Extrait source.
#####

Franz West et l’art de la perturbation joyeuse

Publié le : 13 Mars 2025

Par : Hervé Lancelin

Catégorie : Critique d’art

Temps de lecture : 7 minutes

Franz West transforme la maladresse en élégance, invitant le spectateur à participer physiquement à une expérience esthétique qui réconcilie le corps et l’esprit dans des sculptures délibérément imparfaites mais profondément humaines.

Écoutez-moi bien, bande de snobs. Franz West était un génie du n’importe quoi. Un perturbateur qui trouvait dans l’informel et le maladroit une forme d’élégance que vous ne pourriez jamais comprendre en restant assis sur vos chaises design parfaitement ergonomiques, à contempler des tableaux d’une perfection ennuyeuse. L’art de West est une gifle donnée avec un sourire carnassier, une blague cochonne racontée lors d’un dîner prétentieux, et c’est précisément ce dont l’art contemporain a besoin désespérément.

#####

Exercice écrit A.
Résumez en deux phrases l'extrait sur Franz West.
Exercice écrit B.
Qui signe l'extrait sur Franz West ?
Exercice écrit C.
Poursuivez l'extrait sur Franz West à partir de sa dernière phrase.
Le matériel ci-dessous n'a aucun rapport avec l'extrait.

#####

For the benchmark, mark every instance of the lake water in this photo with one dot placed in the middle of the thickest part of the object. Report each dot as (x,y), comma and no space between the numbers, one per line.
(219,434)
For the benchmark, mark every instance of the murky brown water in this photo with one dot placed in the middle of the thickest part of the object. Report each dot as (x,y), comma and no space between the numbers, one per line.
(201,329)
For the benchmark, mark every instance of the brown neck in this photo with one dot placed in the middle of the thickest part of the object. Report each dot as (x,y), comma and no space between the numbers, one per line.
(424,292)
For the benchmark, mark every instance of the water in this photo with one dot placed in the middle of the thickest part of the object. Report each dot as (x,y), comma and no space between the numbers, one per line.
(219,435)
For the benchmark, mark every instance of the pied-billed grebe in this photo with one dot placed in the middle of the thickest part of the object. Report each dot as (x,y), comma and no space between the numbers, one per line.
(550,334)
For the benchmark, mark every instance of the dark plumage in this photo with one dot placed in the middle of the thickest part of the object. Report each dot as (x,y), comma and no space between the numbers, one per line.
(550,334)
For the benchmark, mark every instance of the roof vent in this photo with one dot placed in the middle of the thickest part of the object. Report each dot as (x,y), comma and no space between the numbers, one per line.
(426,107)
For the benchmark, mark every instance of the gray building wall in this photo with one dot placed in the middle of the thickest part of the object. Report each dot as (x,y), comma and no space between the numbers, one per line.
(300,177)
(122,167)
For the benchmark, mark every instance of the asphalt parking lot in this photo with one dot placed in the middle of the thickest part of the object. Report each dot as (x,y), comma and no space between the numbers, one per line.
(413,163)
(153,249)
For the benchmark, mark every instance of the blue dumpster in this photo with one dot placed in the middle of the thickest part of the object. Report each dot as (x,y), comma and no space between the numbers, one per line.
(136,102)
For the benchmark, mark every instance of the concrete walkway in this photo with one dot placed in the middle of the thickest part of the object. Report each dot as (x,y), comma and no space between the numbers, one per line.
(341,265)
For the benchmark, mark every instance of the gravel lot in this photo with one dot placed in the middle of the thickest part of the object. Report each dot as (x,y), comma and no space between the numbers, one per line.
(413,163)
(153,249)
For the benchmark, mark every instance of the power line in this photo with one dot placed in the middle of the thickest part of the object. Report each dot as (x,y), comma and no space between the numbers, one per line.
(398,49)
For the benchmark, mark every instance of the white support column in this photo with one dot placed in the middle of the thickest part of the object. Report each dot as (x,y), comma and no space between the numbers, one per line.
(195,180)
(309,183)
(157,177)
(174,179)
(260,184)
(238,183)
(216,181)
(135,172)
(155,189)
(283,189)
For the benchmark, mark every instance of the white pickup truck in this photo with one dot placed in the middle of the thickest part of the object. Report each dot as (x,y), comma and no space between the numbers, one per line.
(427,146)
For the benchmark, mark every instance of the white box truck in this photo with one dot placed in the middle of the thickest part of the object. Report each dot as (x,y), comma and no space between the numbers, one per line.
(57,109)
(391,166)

#####

Réponse attendue A.
Franz West transforme la maladresse en élégance et invite le spectateur à participer physiquement à une expérience esthétique qui réconcilie le corps et l'esprit, à travers des sculptures délibérément imparfaites mais profondément humaines. L'auteur voit en lui un génie du n'importe quoi, un perturbateur dont l'art, comparé à une gifle donnée avec un sourire carnassier, est précisément ce dont l'art contemporain a désespérément besoin.

Réponse attendue B.
Hervé Lancelin.

Réponse attendue C.
Quand je pense à Franz West, je pense à Mikhaïl Bakhtine et à son concept du “grotesque réalisme” qui célèbre les orifices du corps, ces zones de passages entre l’intérieur et l’extérieur. West était obsédé par les mêmes territoires corporels, ces lieux où l’absurde rencontre l’universel. Ses sculptures en plein air, comme ces “Sitzwurst” (2000), ces gigantesques formes d’aluminium laqué qui ressemblent à des étrons multicolores, ne sont pas juste des provocations gratuites, mais des invitations à embrasser notre nature commune, celle que nous partageons tous derrière nos façades sociales. Comme l’écrit Rosanna McLaughlin à propos de West, “il a peut-être réussi quelque chose que peu ont accompli : trouver une forme, et un sujet, capable de toucher un public aussi fracturé et divers que le grand public” [1]. Cette dimension bakthinienne nous rappelle que le corps grotesque est fondamentalement démocratique, nous déféquons tous, après tout. West l’a compris mieux que quiconque.

L’autre grand thème qui parcourt l’œuvre de West est sa relation complexe avec la philosophie du langage de Ludwig Wittgenstein. Si Wittgenstein se demandait “qu’est-ce qui est censé montrer ce que [ces mots] signifient, sinon le type d’usage qu’ils ont?” [2], West a traduit cette question en termes sculpturaux. Ses fameux “Passstücke” (ou “Accessoires adaptatifs”), ces sculptures étranges que les spectateurs sont invités à manipuler, à enfiler, à porter comme des extensions corporelles absurdes, sont des investigations sur la signification par l’usage. Leur abstraction volontaire, ni tout à fait reconnaissables, ni complètement aliénantes, crée un espace d’indétermination où le sens émerge uniquement à travers l’interaction. Un même “Passstück” peut devenir un col, un plateau de vendeur, un chapeau ou un violon selon la façon dont il est utilisé. West a transformé la question philosophique de Wittgenstein, comment les mots acquièrent-ils leur signification?, en une expérience physique directe : comment les objets deviennent-ils signifiants?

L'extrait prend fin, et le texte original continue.